**Stated problem:**
Transcribe the records below exactly as they appear.

## START Extracted material

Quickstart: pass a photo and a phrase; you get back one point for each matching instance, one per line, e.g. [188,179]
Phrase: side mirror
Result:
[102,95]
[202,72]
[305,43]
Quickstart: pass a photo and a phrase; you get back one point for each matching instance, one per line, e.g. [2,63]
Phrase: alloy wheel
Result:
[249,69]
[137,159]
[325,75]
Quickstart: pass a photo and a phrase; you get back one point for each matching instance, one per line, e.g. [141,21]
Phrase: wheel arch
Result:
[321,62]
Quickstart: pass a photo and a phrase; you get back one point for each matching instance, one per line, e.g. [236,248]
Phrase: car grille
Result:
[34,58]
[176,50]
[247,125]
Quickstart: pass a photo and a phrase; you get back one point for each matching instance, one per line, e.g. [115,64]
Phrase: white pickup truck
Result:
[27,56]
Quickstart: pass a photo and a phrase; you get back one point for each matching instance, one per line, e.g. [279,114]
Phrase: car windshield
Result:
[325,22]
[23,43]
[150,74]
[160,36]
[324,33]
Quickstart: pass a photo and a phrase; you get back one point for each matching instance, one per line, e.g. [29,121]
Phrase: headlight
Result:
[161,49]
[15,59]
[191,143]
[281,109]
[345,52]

## END Extracted material

**Correct output:**
Quickstart: pass a photo and a phrase; you get back one point for each matching instance, one per line, e.g. [188,179]
Phrase: side mirror
Result:
[102,95]
[202,72]
[305,43]
Quickstart: pass a photo and a phrase; you get back one point for each matching instance, one per line, e.g. [2,63]
Phrase: alloy wheel
Result:
[249,69]
[137,159]
[325,75]
Quickstart: pass a photo and a phrase; you get back one point for each matching instance, one per line, e.g. [141,21]
Phrase: wheel arch
Result:
[321,62]
Quickstart: pass a photo and a phrase; you get back one point for each matching instance, one per line, e.g. [236,248]
Phrase: car grille
Result:
[34,58]
[176,50]
[247,125]
Quickstart: pass a photo and a phrase; you get back one point for each matching instance, one per line, e.g. [115,64]
Phrase: white pickup truck
Result:
[27,56]
Quickstart: pass a photo and a phrase; you get back one point for each matching instance, one per line, e.g. [279,114]
Phrase: car windshield
Result:
[325,22]
[23,43]
[150,74]
[160,36]
[324,33]
Quickstart: pass a photo and a phrase; you get back one point for each matching instance, one per line, e.g. [29,121]
Phrase: headlight
Result:
[161,49]
[15,59]
[191,143]
[281,109]
[345,52]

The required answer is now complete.